What to work on: Copy all the records below, replacing "Point out" with "Mark" wherever it occurs and changing nothing else. Leave out the pictures.

####

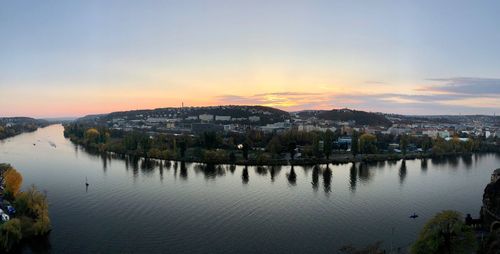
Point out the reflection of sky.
[0,0,500,116]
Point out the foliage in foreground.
[411,210,476,254]
[0,164,51,251]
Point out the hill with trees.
[298,109,392,126]
[77,105,290,125]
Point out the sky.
[0,0,500,117]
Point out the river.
[0,125,500,253]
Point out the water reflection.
[349,162,358,192]
[358,162,371,182]
[286,165,297,185]
[462,154,472,169]
[255,166,267,175]
[420,158,429,172]
[241,166,249,184]
[74,141,500,193]
[399,160,407,185]
[179,161,187,180]
[323,165,332,193]
[311,165,319,191]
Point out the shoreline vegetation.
[0,163,51,253]
[64,123,500,166]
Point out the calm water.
[0,125,500,253]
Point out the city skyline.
[0,1,500,117]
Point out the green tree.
[359,133,377,154]
[266,136,283,158]
[288,142,297,160]
[351,131,359,156]
[411,210,476,254]
[3,167,23,197]
[84,128,100,144]
[399,134,409,155]
[0,218,23,251]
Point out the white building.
[248,116,260,122]
[198,114,214,122]
[215,116,231,121]
[186,116,198,120]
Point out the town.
[66,106,500,164]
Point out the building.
[215,116,231,121]
[248,116,260,122]
[198,114,214,122]
[191,123,224,133]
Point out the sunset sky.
[0,0,500,117]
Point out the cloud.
[418,77,500,96]
[215,92,331,110]
[216,78,500,114]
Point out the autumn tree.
[411,210,476,254]
[351,131,359,156]
[323,130,334,159]
[3,168,23,196]
[0,218,23,251]
[399,134,409,155]
[359,133,377,154]
[84,128,100,144]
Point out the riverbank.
[69,134,484,166]
[0,163,51,253]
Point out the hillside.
[77,105,290,124]
[298,109,392,126]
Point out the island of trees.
[0,164,51,253]
[64,123,500,165]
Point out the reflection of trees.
[349,162,358,192]
[420,158,428,171]
[229,165,236,174]
[159,162,163,182]
[387,160,398,166]
[101,153,108,172]
[286,165,297,185]
[323,165,332,193]
[255,166,267,175]
[241,166,249,184]
[447,156,459,168]
[269,166,281,182]
[462,154,472,169]
[195,164,226,179]
[399,160,406,184]
[141,158,155,175]
[311,165,319,191]
[165,161,172,170]
[358,162,371,182]
[179,161,187,180]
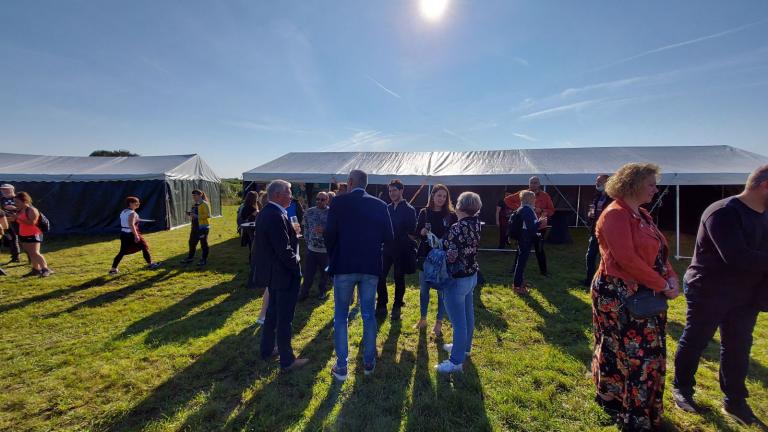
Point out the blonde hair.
[519,190,536,204]
[456,191,483,216]
[605,162,661,199]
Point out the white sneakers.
[435,360,463,374]
[443,344,470,357]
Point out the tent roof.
[0,153,220,182]
[243,146,768,185]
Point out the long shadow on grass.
[219,320,338,431]
[46,268,181,318]
[405,326,492,431]
[335,320,416,430]
[522,287,592,365]
[0,276,120,313]
[97,308,324,431]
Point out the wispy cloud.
[443,128,477,146]
[592,19,768,72]
[365,75,402,99]
[520,99,603,120]
[321,130,395,151]
[512,132,538,142]
[221,120,321,134]
[560,75,660,97]
[512,57,530,67]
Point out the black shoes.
[672,388,700,414]
[723,400,757,425]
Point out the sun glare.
[419,0,448,21]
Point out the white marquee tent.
[243,145,768,256]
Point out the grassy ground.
[0,207,768,431]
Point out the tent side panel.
[1,180,165,234]
[166,180,221,228]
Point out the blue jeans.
[333,273,379,370]
[586,233,600,285]
[445,273,477,365]
[419,271,445,320]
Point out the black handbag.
[624,285,669,319]
[624,211,669,319]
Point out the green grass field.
[0,207,768,431]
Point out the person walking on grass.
[109,196,160,274]
[672,165,768,425]
[252,180,309,372]
[324,170,393,381]
[435,192,483,374]
[416,184,458,336]
[592,163,680,431]
[11,192,53,277]
[376,180,416,320]
[181,189,211,266]
[299,192,328,301]
[0,209,8,276]
[0,183,21,264]
[512,190,547,294]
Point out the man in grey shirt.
[299,192,328,301]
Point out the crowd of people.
[0,163,768,430]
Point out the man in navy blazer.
[324,170,393,381]
[252,180,308,371]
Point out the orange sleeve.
[504,193,520,210]
[541,192,555,218]
[597,209,667,291]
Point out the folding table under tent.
[243,146,768,256]
[0,153,221,234]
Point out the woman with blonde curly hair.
[592,163,680,431]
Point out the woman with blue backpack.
[509,190,547,294]
[416,184,458,337]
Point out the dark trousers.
[299,250,328,297]
[499,221,507,249]
[260,275,301,368]
[2,222,21,259]
[513,233,531,287]
[585,233,600,285]
[187,226,208,260]
[531,232,547,275]
[112,233,152,268]
[376,254,405,310]
[674,290,758,403]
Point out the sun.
[419,0,449,21]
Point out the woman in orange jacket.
[592,163,680,431]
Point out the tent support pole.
[576,185,581,227]
[675,184,681,260]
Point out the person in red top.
[7,192,53,277]
[504,176,555,276]
[592,163,680,431]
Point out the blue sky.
[0,0,768,177]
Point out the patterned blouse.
[443,216,480,278]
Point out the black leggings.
[112,232,152,268]
[187,226,208,260]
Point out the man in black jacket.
[253,180,308,371]
[672,165,768,424]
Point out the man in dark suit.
[324,170,393,381]
[672,165,768,424]
[253,180,308,371]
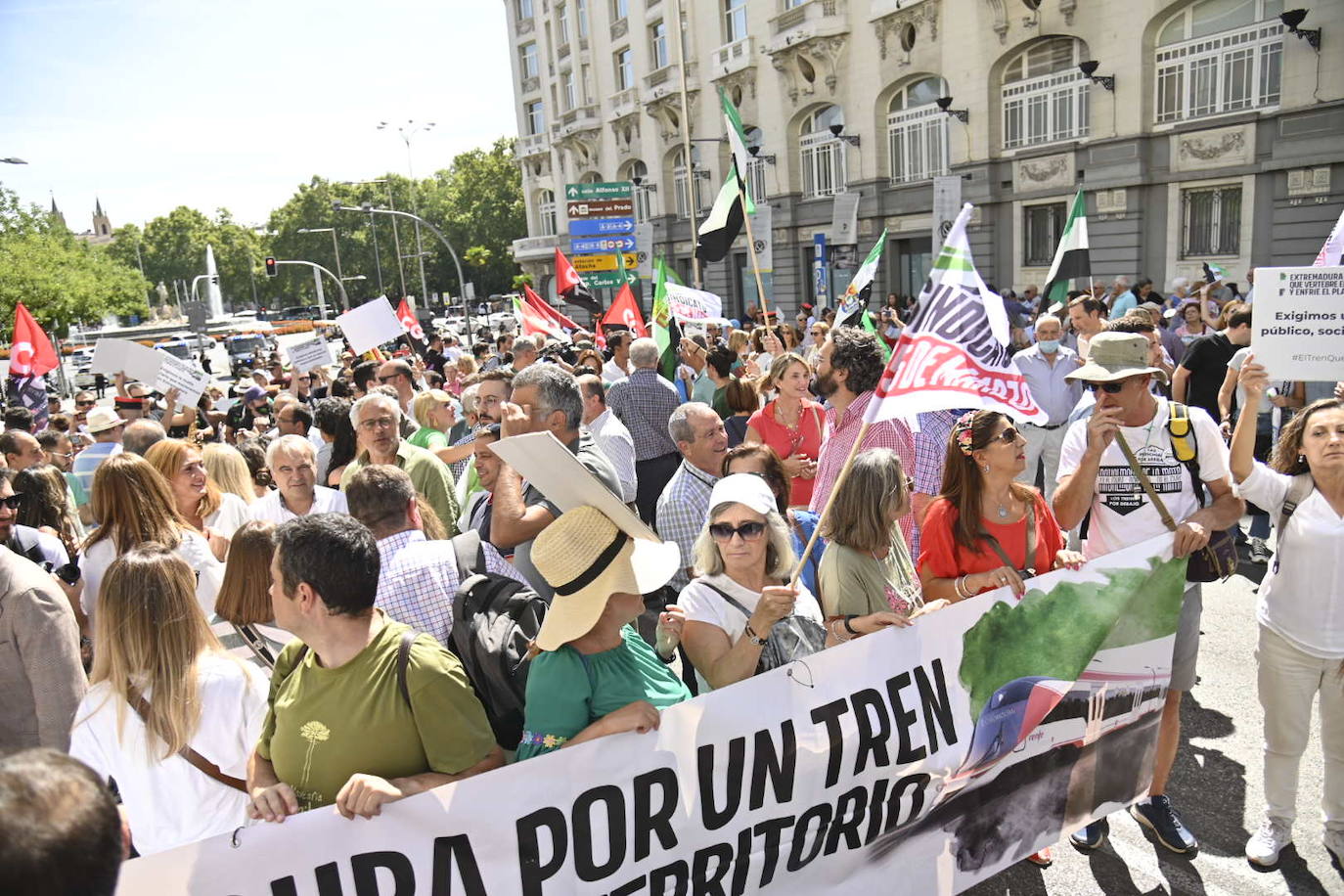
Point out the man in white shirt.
[1013,314,1083,501]
[1053,332,1244,853]
[247,435,346,525]
[579,374,637,504]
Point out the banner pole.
[789,421,873,589]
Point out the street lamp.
[378,118,434,302]
[294,227,345,280]
[332,202,471,334]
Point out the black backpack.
[450,530,550,749]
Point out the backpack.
[449,529,550,749]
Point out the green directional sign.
[564,180,630,199]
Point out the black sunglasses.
[709,522,765,541]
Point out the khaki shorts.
[1171,583,1204,691]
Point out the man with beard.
[808,327,917,546]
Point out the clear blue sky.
[0,0,517,231]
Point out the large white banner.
[118,535,1186,896]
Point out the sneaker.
[1322,829,1344,867]
[1068,821,1106,849]
[1129,795,1199,853]
[1246,818,1293,868]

####

Completed task:
Mark the reflection of sky.
[0,0,500,116]
Mark the foliage in foreground.
[411,210,476,254]
[0,164,51,251]
Mark the hill with trees.
[298,109,392,126]
[77,105,290,125]
Mark the sky.
[0,0,500,117]
Mark the river.
[0,125,500,253]
Mark the water reflection.
[349,162,358,192]
[358,162,371,182]
[286,165,297,185]
[462,154,472,169]
[255,166,267,175]
[420,158,429,172]
[241,166,249,184]
[74,141,500,193]
[399,160,407,185]
[179,161,187,180]
[323,165,332,193]
[311,165,319,191]
Mark the shoreline vegetation.
[0,163,51,253]
[64,123,500,166]
Mark the calm water.
[0,125,500,253]
Mark the city skyline.
[0,1,500,117]
Mark the green tree.
[359,133,377,154]
[266,136,283,158]
[288,142,297,160]
[351,131,359,156]
[411,210,476,254]
[3,167,23,197]
[84,128,100,144]
[399,134,409,155]
[0,218,23,251]
Mark the white building.
[248,116,260,122]
[198,114,214,122]
[215,116,231,121]
[186,116,198,120]
Mark the town.
[66,106,500,164]
Mark the building.
[215,116,231,121]
[248,116,260,122]
[198,114,214,122]
[191,123,224,133]
Mark the sunset sky.
[0,0,500,117]
Mark the cloud.
[418,77,500,96]
[215,92,331,110]
[216,78,500,114]
Mark the autumn tree.
[411,210,476,254]
[351,131,359,156]
[323,130,334,159]
[3,168,23,196]
[0,218,23,251]
[399,134,409,155]
[359,133,377,154]
[84,128,100,144]
Mark the riverbank.
[69,134,484,166]
[0,163,51,253]
Mark the hillside.
[77,105,290,124]
[298,109,392,126]
Mark the island of trees.
[0,164,51,253]
[64,123,500,165]
Mark the reflection of trees.
[349,162,358,192]
[420,158,428,171]
[229,165,236,174]
[159,162,163,182]
[387,160,398,166]
[101,153,108,172]
[286,165,297,185]
[323,165,332,193]
[255,166,267,175]
[241,166,249,184]
[447,156,459,168]
[269,166,281,182]
[462,154,472,169]
[195,164,226,179]
[399,160,406,184]
[141,158,155,175]
[311,165,319,191]
[165,161,172,170]
[358,162,371,182]
[179,161,187,180]
Mark the blonde hair.
[519,190,536,204]
[456,191,483,216]
[605,162,661,199]
Mark the white sneakers.
[435,360,463,374]
[443,344,470,357]
Mark the tent roof.
[0,153,220,182]
[243,146,768,185]
Mark the long shadow on grass.
[219,320,338,431]
[46,268,181,318]
[405,326,492,431]
[335,320,416,430]
[522,287,592,365]
[0,276,120,313]
[97,308,324,431]
Mark the wispy cloud.
[443,128,477,146]
[592,19,768,72]
[365,75,402,99]
[520,99,603,120]
[321,130,395,151]
[512,132,538,142]
[221,120,321,134]
[560,75,660,97]
[512,57,530,67]
Mark the black shoes.
[672,388,700,414]
[723,400,757,425]
Mark the sun glare.
[419,0,448,21]
Mark the white marquee tent.
[243,145,768,256]
Mark the grassy ground.
[0,207,768,431]
Mark the tent side panel.
[1,180,165,234]
[166,180,221,228]
Mark the blue jeans.
[333,273,379,370]
[586,233,600,285]
[445,273,477,365]
[419,271,445,320]
Mark the black handbag.
[624,285,669,319]
[624,211,669,319]
Mark the green grass field.
[0,207,768,431]
Mark the person walking on grass.
[109,196,160,274]
[672,165,768,425]
[252,180,309,372]
[324,170,393,381]
[435,192,483,374]
[416,184,458,336]
[592,163,680,431]
[11,192,53,277]
[376,180,416,320]
[181,189,211,266]
[299,192,328,301]
[0,209,8,276]
[0,183,21,264]
[512,190,547,294]
Mark the man in grey shirt.
[299,192,328,301]
Mark the crowd of people.
[0,163,768,430]
Mark the man in navy blazer.
[324,170,393,381]
[252,180,308,371]
Mark the orange sleeve.
[504,193,520,210]
[541,192,555,218]
[597,209,667,291]
Mark the folding table under tent.
[243,146,768,256]
[0,153,221,234]
Mark the woman with blonde curly hair.
[592,163,680,431]
Mark the woman with blue backpack.
[509,190,547,294]
[416,184,458,337]
Mark the dark trousers.
[299,250,328,297]
[499,221,507,249]
[260,275,301,368]
[2,222,21,259]
[513,233,531,287]
[585,233,600,285]
[187,226,208,260]
[531,232,547,275]
[112,233,152,268]
[376,254,405,310]
[674,290,758,403]
Mark the sun.
[419,0,449,21]
Mark the woman in orange jacket.
[592,163,680,431]
Mark the tent support pole.
[576,185,581,227]
[675,184,681,260]
Mark the person in red top.
[7,192,53,277]
[504,176,555,276]
[592,163,680,431]
Mark the blue sky.
[0,0,768,177]
Mark the patterned blouse.
[443,216,480,278]
Mark the black leggings.
[112,232,152,268]
[187,226,208,260]
Mark the man in black jacket.
[253,180,308,371]
[672,165,768,424]
Mark the man in dark suit.
[324,170,393,381]
[672,165,768,424]
[253,180,308,371]
Mark the man in white shirt.
[1013,314,1083,501]
[1053,332,1244,853]
[247,435,346,525]
[579,374,637,504]
Mark the banner pole.
[789,421,873,589]
Mark the street lamp.
[378,118,434,302]
[294,227,345,280]
[332,202,471,334]
Mark the black backpack.
[450,530,550,749]
Mark the backpack.
[449,529,550,749]
Mark the green directional sign.
[564,180,630,199]
Mark the black sunglasses.
[709,522,765,541]
Mark the khaki shorts.
[1171,583,1204,691]
Mark the man with beard.
[808,327,917,546]
Mark the clear blue sky.
[0,0,517,231]
Mark the large white banner.
[118,535,1186,896]
Mark the sneaker.
[1322,829,1344,867]
[1068,821,1106,849]
[1129,795,1199,853]
[1246,818,1293,868]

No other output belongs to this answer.